--- BEGIN ---
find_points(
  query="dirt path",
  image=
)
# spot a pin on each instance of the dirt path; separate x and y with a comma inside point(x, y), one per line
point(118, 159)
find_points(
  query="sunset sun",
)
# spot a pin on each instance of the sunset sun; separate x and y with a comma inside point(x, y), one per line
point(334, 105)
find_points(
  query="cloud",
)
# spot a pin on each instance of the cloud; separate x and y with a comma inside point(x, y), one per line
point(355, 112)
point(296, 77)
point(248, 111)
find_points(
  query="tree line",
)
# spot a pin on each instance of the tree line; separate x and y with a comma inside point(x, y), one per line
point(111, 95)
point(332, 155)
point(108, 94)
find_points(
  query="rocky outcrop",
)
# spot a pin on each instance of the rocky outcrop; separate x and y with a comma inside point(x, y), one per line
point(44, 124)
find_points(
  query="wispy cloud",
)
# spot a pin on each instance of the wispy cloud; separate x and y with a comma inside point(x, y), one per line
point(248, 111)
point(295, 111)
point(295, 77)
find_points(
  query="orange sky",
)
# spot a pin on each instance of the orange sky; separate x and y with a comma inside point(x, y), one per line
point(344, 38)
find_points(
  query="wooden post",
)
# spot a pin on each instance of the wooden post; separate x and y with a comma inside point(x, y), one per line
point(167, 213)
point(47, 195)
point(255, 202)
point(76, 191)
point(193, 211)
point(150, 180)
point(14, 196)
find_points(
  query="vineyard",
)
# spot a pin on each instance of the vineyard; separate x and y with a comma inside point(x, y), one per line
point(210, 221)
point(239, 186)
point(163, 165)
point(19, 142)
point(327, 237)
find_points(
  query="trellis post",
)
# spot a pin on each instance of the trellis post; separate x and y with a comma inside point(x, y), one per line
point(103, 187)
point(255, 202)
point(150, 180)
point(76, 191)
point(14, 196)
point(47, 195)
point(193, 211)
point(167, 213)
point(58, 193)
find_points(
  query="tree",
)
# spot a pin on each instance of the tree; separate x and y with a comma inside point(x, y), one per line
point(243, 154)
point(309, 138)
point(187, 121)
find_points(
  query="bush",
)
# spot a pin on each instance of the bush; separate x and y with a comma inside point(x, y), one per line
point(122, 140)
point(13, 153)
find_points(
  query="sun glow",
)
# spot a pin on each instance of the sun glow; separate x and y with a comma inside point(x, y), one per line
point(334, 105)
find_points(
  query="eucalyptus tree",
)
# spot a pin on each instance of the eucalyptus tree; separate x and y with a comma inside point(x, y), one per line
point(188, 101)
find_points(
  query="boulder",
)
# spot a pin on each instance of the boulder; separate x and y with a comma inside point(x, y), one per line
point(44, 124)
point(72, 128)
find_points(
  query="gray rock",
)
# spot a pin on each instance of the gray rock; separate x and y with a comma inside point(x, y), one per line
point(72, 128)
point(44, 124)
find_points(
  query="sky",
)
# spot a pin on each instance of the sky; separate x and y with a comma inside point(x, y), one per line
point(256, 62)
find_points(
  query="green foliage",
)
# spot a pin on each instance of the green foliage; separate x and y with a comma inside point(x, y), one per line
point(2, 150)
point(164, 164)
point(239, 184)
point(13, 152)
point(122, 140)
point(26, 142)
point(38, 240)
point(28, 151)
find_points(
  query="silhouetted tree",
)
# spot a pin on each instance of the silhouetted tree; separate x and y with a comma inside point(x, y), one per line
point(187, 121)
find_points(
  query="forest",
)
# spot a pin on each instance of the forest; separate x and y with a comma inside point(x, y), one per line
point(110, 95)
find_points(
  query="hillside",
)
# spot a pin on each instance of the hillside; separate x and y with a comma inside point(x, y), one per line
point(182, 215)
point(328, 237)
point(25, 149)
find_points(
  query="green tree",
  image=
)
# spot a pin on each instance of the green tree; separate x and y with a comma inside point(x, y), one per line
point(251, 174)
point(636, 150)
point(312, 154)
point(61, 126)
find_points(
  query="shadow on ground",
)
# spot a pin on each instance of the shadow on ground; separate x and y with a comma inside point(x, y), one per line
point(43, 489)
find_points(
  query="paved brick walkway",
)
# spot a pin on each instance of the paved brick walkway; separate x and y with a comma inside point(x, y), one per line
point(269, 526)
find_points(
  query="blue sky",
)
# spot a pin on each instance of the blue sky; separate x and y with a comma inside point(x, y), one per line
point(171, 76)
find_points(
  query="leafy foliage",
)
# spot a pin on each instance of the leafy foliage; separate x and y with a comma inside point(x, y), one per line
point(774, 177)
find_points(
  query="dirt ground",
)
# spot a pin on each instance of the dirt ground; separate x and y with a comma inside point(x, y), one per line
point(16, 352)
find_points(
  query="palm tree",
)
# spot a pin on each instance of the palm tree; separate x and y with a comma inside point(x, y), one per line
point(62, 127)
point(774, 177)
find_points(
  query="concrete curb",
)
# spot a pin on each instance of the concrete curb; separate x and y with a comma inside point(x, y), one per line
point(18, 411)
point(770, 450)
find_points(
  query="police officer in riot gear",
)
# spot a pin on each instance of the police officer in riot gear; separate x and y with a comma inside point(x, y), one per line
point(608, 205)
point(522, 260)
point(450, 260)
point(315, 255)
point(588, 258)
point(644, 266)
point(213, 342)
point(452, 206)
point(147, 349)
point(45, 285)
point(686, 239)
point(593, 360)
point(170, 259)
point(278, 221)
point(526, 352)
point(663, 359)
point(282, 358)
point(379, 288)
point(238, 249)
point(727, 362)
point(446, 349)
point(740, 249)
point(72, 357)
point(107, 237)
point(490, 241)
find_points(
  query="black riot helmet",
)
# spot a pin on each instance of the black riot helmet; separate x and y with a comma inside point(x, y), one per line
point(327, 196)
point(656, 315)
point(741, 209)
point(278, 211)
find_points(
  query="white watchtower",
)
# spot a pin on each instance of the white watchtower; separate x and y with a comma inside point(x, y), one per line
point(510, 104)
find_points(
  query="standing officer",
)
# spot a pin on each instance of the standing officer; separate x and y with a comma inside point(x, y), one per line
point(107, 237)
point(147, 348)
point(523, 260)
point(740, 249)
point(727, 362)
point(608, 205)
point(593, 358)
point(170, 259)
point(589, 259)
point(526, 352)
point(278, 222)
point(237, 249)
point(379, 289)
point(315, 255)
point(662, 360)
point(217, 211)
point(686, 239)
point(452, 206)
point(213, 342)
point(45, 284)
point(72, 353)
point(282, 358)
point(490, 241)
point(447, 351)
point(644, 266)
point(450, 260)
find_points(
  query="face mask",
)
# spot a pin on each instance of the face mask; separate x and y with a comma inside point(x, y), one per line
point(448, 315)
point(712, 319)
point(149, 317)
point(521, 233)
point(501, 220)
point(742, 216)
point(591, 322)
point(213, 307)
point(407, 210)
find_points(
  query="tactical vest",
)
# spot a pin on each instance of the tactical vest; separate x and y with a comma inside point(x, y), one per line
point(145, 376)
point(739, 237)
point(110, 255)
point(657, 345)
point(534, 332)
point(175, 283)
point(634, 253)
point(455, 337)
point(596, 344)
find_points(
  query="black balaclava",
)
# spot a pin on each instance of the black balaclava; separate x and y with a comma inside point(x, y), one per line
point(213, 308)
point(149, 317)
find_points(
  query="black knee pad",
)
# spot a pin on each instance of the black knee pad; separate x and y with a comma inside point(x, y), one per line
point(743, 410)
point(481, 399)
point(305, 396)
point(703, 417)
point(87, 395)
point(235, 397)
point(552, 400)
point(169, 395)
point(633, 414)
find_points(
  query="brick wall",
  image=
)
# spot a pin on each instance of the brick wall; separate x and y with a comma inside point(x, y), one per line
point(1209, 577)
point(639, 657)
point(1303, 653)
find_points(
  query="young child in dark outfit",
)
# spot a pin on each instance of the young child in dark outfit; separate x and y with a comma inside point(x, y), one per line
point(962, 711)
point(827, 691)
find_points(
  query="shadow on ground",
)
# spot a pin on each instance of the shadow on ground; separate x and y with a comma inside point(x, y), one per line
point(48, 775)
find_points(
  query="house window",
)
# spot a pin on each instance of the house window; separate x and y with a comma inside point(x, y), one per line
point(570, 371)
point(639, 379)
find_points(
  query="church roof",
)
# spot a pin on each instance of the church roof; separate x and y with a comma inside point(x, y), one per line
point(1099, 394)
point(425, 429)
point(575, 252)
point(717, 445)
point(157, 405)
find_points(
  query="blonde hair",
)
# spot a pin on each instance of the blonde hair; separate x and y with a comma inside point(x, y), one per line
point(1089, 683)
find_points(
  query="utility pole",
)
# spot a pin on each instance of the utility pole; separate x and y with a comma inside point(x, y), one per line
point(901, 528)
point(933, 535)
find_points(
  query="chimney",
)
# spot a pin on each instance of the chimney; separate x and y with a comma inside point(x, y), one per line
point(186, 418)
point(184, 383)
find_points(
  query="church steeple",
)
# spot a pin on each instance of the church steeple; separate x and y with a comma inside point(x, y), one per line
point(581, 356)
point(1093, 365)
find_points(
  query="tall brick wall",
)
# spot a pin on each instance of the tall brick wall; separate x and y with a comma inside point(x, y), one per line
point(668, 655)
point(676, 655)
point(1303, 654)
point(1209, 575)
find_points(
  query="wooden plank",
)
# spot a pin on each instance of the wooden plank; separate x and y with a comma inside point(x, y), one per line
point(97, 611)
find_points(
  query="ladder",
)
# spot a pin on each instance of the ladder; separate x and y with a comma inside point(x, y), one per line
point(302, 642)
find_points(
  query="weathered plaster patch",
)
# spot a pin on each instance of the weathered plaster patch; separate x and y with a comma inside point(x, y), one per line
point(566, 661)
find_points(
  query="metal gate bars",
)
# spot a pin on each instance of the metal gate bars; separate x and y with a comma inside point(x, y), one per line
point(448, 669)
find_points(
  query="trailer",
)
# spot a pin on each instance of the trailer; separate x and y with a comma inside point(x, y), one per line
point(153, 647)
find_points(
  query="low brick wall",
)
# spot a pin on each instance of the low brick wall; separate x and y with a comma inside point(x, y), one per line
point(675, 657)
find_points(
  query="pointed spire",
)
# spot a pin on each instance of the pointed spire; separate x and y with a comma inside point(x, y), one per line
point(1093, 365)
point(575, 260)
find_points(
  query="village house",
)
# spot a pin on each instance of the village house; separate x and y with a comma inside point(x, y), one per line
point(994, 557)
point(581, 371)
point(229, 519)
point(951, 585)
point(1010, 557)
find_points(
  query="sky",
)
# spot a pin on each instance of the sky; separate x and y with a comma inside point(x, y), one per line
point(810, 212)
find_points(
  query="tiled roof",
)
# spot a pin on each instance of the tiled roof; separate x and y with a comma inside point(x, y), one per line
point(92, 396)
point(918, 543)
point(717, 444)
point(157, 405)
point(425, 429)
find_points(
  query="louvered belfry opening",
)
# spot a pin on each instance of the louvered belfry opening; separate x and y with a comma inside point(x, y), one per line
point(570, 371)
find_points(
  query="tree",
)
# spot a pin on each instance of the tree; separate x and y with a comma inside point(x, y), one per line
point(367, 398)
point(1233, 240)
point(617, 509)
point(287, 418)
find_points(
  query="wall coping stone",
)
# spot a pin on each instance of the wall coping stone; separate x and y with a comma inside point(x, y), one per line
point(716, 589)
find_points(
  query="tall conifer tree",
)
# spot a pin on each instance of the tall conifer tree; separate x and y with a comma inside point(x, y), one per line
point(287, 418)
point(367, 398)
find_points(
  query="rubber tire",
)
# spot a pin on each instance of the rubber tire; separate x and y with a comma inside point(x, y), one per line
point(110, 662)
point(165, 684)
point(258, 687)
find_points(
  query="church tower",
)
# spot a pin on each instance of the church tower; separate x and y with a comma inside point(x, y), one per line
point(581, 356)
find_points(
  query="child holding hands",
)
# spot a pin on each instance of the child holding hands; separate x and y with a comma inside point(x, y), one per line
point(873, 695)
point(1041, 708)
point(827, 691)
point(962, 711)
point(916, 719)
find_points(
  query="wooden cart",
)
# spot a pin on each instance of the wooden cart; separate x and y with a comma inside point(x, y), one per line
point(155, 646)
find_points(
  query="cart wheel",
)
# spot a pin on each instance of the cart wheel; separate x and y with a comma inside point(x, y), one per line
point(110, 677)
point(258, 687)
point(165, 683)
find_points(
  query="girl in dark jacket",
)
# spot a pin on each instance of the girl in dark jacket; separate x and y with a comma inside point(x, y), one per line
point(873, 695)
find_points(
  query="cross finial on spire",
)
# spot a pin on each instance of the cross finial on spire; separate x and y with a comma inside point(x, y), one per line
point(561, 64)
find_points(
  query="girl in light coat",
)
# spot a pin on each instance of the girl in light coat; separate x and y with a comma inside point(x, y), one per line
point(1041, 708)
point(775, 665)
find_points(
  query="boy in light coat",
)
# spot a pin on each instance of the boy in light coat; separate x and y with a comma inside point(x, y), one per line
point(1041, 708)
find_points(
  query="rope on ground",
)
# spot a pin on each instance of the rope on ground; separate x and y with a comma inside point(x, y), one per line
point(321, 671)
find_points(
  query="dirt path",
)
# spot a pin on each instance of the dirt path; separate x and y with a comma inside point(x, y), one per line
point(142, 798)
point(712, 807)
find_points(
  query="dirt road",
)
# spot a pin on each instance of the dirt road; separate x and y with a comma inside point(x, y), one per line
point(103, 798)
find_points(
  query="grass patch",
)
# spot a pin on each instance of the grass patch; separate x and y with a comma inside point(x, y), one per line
--- END ---
■ Direction
Report how many lines in the data above contain the string "rope", treating uppercase and lowercase as different. Reply with the number alone.

■ Written response
2